> PAGE

--- Start ---

Digital has the potential to transform both business and society, say experts


Samantha Barry

Samantha Barry, Editor in Chief of Glamour magazine speaking at the conference

Businesses must embrace digital technology to survive and mustn’t leave anyone behind, agreed experts at a Business School conference.

An inspirational line-up of thought leaders spoke at Imperial College Business School’s annual conference: Digital Transformation: Reimagining Business for the Digital Age.

The event brought together business leaders, public policy experts and digital entrepreneurs. Topics discussed ranged from what digital transformation really means, and how businesses can take advantage of these changes, to how digital technology can bring together society and further social and political progress.

Championing digital inclusion

The first keynote speech of the day was given by Peter Estlin, Lord Mayor of the City of London. He focused on digital skills, and particularly on how the education system needs to change to keep pace with technology.

Peter Estlin, Lord Mayor, City of London speaking at the conference

The Lord Mayor highlighted his Shaping Tomorrow’s City Today programme, which seeks to promote the innovation and technology that will help our economy to thrive, champion the digital and human skills vital for our future, and address digital and social inclusion.

“The biggest challenge we face when it comes to training our children for the workplace of the future, is that we do not yet know what that workplace will look like,” said the Lord Mayor.

--- End ---

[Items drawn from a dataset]

--- Start ---

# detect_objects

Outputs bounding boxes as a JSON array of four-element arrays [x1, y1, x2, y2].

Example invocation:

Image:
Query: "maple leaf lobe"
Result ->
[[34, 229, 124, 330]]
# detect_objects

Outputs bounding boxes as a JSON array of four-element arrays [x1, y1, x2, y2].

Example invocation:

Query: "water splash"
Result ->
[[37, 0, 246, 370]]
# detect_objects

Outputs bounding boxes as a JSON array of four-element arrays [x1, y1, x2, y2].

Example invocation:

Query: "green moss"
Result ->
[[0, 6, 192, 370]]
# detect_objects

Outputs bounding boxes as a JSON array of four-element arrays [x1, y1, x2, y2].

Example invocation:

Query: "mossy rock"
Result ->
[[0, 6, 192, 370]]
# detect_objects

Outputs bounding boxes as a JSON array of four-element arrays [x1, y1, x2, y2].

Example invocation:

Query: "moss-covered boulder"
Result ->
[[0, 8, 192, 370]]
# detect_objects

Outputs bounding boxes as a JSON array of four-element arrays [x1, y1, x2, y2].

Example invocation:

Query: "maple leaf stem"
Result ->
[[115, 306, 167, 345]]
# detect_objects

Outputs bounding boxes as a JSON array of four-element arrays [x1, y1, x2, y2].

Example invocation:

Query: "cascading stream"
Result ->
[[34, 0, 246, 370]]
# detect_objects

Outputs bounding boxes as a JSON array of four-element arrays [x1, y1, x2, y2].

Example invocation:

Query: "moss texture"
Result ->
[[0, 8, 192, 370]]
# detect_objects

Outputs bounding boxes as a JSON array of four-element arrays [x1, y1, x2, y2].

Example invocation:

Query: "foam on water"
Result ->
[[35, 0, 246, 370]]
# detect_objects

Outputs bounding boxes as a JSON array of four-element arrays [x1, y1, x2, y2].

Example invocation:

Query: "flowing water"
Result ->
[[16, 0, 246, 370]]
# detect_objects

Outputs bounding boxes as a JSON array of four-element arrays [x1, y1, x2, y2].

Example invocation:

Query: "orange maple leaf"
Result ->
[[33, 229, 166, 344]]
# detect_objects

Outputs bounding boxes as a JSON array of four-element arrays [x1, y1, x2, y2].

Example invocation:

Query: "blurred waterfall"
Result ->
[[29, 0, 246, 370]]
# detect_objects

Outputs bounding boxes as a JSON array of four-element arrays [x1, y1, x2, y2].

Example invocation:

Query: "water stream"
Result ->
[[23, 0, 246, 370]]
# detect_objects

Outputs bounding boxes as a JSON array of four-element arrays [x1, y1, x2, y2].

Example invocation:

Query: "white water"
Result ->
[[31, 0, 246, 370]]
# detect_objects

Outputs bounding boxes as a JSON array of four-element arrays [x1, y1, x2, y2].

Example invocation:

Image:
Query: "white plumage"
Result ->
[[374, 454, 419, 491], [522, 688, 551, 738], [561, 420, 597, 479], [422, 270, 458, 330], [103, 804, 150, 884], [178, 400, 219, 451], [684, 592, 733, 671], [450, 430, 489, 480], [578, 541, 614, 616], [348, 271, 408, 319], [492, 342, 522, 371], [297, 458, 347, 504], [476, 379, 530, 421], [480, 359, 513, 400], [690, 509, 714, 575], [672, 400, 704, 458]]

--- End ---

> SET TASK 1
Print word for word the passage of the digital transformation article starting at "Samantha Barry, Editor" and ending at "Business School conference.".
> SET TASK 2
Output the records verbatim, starting at their first line and ending at the line that contains "[[115, 306, 167, 345]]", with both of those lines included.
The article and the records were taken from separate sources.

> FINAL ANSWER 1
Samantha Barry, Editor in Chief of Glamour magazine speaking at the conference

Businesses must embrace digital technology to survive and mustn’t leave anyone behind, agreed experts at a Business School conference.

> FINAL ANSWER 2
# detect_objects

Outputs bounding boxes as a JSON array of four-element arrays [x1, y1, x2, y2].

Example invocation:

Image:
Query: "maple leaf lobe"
Result ->
[[34, 229, 124, 330]]
# detect_objects

Outputs bounding boxes as a JSON array of four-element arrays [x1, y1, x2, y2].

Example invocation:

Query: "water splash"
Result ->
[[37, 0, 246, 370]]
# detect_objects

Outputs bounding boxes as a JSON array of four-element arrays [x1, y1, x2, y2].

Example invocation:

Query: "green moss"
Result ->
[[0, 6, 192, 370]]
# detect_objects

Outputs bounding boxes as a JSON array of four-element arrays [x1, y1, x2, y2].

Example invocation:

Query: "mossy rock"
Result ->
[[0, 6, 192, 370]]
# detect_objects

Outputs bounding boxes as a JSON array of four-element arrays [x1, y1, x2, y2].

Example invocation:

Query: "moss-covered boulder"
Result ->
[[0, 8, 192, 370]]
# detect_objects

Outputs bounding boxes as a JSON array of four-element arrays [x1, y1, x2, y2].

Example invocation:

Query: "maple leaf stem"
Result ->
[[115, 306, 167, 345]]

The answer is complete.